> **Problem to solve**
Reproduce every item below verbatim, leaving out the pictures.

--- Begin ---

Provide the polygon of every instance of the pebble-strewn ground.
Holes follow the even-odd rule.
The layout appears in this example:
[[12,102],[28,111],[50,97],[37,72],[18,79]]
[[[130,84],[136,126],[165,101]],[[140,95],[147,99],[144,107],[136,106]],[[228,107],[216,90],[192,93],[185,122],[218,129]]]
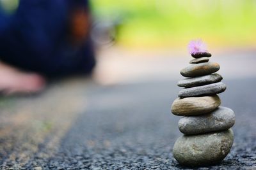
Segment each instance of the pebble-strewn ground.
[[[223,162],[199,169],[256,169],[255,77],[223,76],[234,143]],[[0,169],[186,169],[172,155],[182,134],[170,110],[180,89],[167,80],[59,82],[40,96],[1,99]]]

--- End ---

> **Output for this exercise**
Provide the polygon of every instance of the pebble-strewn ground.
Holes follow the even-odd rule.
The layout appears in this example:
[[12,102],[28,111],[50,97],[37,72],[18,79]]
[[[130,84],[136,126],[165,101]],[[140,95],[147,99],[144,107],[136,106]],[[228,107],[216,90],[192,93],[185,122],[218,129]]]
Segment each instance of the pebble-strewn ground.
[[[223,162],[199,169],[256,169],[255,77],[223,76],[234,143]],[[0,169],[186,169],[172,155],[182,134],[170,110],[180,89],[167,80],[59,82],[40,96],[1,99]]]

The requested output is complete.